• [PROVIDED TEXT]:
# to swap or not?



## Guest (Apr 14, 2003)

i wanna soup up my s14 solely for street racing. you know what i mean, just racing a random car whenever you happen to stop at a light or something like that. i don't think i'll bring it to a track to race people but who knows right? anyways, i'm debating whether i should just get a turbo for my ka24de or spend more money for an sr20det swap. what do you think?


----------



## esyip (Dec 19, 2002)

pAnsit Cant0n said:


> *i wanna soup up my s14 solely for street racing.*


i heard that chicken noodle soup works best.


----------



## drift240sxdragqueen (Oct 23, 2002)

*Re: Re: to swap or not?*



esyip said:


> *i heard that chicken noodle soup works best.  *


LOL... i like clam chowder... it gives me more power to the wheels


----------



## Guest (Apr 15, 2003)

c'mon guys! i really need your opinions here... and about the car too! (actually, i think the best soup is this asparagus soup i tried once in this chinese restaurant i know)
hehehe...


----------



## 93blackSER (Feb 1, 2003)

i'm completely against street racing, but what you do all depends on the size of your wallet. a stock SR20 will give you quite a jump and you can always turn up the boost with that. turboing a KA24 will give you around the same amount of power with a lot more torque. of course, the KA24 wasnt built for power, altho it is a stout engine. but going over anything like 7 or 8 psi of boost, would lead me to want to upgrade the internals and such. just me tho.


----------



## vsp3c (May 15, 2003)

LOL.. clam chowder is rather good

if you wanna turbo a ka24, its gonna cost you about the same as getting a sr20det swap done. also, you'll probably get more power out of the sr20det than the turbo charged KA24. The ka24 probably has high mileage and in not-so-perfect condition.

s13 redtop: 200-205hp 2500$
s13 blacktop: 200-205hp 2700$ (slightly newer than redtops)
s14 sr20det: 220hp 3000$

these are the prices of the front clip. the installation will run about 1500$.

the mechanics of the swap is rather simple and can be done at home if you have the knowledge/equipment/tools
wiring needs to be redone
1.go to a shop and get it wired fro 500$
2.get a prewired harness to plug/play ro 200$
3.buy a s13/s14 service manual and trace back every single wire back one by one. they may not work, trial and error is a huge pain in the ass

no ka is worth modifying.. get the sr20det swap and please don't race in the streets. (don't want to be finger pointing but..) people that race in the streets are the one that causes accidents and gives imports/tuners a bad reputation of wreckless driving.


----------



## mellojoe (Mar 24, 2003)

Please don't say that the KA isn't worth modifying. Yes, the stock system is only good for 7psi. However, I've seen a 5psi pushing 220hp to the wheels. And that was for only $1500. More power, less money, gobs of torque.

It is only the stock fuel system that can hold 7psi. Larger injectors and a bigger fuel pump and you are good to go.

Both the SR20DET and the KA24DET max out around 350hp before you have to build the internals. But a safe 300 to 350 rear-wheel horsepower can be had by each with a "simple" fuel system upgrade.

• [REQUEST A]: Pull out every line of the records below that contains the word "wall".

[Stored items from a collection]
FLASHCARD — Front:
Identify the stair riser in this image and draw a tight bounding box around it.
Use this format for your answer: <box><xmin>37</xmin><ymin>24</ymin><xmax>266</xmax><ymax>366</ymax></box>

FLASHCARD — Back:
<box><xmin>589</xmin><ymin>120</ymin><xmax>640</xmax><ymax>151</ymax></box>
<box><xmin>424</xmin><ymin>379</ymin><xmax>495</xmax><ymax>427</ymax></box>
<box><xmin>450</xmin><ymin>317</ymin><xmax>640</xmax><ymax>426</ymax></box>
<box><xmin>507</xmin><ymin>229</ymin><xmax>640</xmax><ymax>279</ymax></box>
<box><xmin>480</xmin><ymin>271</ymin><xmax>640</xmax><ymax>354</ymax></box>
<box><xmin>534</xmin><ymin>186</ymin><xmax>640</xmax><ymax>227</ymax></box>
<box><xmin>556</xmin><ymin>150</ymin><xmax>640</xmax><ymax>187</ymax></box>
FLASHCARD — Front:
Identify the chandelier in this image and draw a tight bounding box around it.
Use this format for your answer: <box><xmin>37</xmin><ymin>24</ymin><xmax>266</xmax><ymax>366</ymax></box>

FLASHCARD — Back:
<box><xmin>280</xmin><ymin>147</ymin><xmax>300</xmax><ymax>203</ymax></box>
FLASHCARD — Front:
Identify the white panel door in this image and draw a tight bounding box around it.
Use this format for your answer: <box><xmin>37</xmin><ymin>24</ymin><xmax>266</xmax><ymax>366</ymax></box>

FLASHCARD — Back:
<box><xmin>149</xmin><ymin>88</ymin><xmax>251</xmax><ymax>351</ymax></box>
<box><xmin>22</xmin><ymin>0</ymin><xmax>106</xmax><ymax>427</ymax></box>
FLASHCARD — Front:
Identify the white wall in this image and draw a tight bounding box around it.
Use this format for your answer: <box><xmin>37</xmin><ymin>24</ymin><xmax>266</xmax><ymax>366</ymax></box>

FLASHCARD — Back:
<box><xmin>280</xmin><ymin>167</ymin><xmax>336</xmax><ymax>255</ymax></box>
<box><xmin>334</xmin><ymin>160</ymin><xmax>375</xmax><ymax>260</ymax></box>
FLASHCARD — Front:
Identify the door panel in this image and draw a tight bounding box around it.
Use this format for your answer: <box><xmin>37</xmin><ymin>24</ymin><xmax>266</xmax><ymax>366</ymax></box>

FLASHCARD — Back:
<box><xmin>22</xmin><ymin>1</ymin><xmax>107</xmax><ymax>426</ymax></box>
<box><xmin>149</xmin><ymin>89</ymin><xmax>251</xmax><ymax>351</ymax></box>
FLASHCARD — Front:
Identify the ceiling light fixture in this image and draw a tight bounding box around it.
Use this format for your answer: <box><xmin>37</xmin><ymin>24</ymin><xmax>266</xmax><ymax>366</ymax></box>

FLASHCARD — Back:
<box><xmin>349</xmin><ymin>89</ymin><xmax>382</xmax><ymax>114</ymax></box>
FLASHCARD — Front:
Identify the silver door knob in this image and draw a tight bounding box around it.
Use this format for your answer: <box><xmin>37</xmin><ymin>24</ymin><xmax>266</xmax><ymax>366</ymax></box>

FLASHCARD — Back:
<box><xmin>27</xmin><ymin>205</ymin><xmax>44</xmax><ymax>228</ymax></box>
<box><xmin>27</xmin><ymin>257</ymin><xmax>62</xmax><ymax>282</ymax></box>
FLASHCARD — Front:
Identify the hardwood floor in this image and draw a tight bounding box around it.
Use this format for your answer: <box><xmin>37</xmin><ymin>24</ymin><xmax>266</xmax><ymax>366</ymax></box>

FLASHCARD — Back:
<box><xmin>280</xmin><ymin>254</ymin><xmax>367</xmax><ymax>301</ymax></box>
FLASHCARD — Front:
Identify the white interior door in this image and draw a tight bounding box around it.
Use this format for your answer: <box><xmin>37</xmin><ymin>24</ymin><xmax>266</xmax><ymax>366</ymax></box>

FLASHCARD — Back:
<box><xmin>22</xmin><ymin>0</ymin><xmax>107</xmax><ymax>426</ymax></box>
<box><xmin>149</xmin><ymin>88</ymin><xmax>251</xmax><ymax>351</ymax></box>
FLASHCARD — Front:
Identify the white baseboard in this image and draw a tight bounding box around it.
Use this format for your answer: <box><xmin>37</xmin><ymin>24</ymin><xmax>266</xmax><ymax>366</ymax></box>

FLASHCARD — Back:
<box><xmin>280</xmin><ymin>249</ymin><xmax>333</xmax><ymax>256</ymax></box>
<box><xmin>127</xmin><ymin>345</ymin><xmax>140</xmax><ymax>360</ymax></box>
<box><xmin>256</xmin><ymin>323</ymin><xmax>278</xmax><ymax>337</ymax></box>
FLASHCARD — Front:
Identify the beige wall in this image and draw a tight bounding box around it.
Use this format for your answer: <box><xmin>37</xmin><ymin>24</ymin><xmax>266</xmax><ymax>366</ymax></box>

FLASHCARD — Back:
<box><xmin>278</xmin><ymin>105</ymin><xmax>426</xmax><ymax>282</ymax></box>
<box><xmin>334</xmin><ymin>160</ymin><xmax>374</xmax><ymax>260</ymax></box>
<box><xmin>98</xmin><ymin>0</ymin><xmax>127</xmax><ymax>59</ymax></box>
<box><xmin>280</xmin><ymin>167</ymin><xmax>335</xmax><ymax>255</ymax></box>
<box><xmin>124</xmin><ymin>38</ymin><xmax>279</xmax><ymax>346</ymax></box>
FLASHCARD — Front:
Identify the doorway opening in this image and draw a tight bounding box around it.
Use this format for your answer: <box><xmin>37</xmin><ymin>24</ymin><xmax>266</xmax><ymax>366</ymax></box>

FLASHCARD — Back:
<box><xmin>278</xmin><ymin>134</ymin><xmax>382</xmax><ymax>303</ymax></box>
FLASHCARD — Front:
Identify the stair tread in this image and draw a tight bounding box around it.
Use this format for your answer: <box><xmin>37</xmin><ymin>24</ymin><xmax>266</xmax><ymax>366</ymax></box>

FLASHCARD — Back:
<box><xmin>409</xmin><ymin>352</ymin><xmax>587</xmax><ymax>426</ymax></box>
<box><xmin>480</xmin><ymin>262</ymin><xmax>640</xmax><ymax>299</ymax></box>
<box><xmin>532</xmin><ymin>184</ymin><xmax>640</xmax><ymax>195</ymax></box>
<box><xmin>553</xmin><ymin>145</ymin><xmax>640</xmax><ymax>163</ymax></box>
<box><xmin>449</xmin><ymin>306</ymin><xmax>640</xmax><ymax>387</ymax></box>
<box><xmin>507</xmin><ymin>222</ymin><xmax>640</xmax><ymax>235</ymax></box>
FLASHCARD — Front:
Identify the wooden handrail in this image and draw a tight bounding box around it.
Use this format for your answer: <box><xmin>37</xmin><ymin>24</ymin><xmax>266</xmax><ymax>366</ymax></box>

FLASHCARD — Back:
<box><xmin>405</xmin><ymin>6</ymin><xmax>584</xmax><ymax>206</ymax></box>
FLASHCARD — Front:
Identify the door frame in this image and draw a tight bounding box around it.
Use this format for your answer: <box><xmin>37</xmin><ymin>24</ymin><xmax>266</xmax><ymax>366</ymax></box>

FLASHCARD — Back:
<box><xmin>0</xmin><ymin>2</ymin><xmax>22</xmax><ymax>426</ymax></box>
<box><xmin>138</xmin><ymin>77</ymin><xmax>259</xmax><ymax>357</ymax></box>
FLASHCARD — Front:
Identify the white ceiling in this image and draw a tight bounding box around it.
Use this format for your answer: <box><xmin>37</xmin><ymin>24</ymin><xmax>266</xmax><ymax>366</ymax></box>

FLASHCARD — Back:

• [REQUEST B]: For each statement, say whether it agrees with the engine-swap thread, answering yes or no and quoting the deciding words from the thread: (i) turbocharging a KA24 is said to give about the same power as a stock SR20 but with much more torque; (ii) installing the swap is said to cost about $3000; (iii) the SR20DET and the KA24DET are both said to max out around 300hp before the internals have to be built.

• [RIGHT ANSWER A]:
Identify the white wall in this image and draw a tight bounding box around it.
Identify the beige wall in this image and draw a tight bounding box around it.

• [RIGHT ANSWER B]:
(i) Yes: "turboing a KA24 will give you around the same amount of power with a lot more torque."
(ii) No: "the installation will run about 1500$."
(iii) No: "Both the SR20DET and the KA24DET max out around 350hp before you have to build the internals."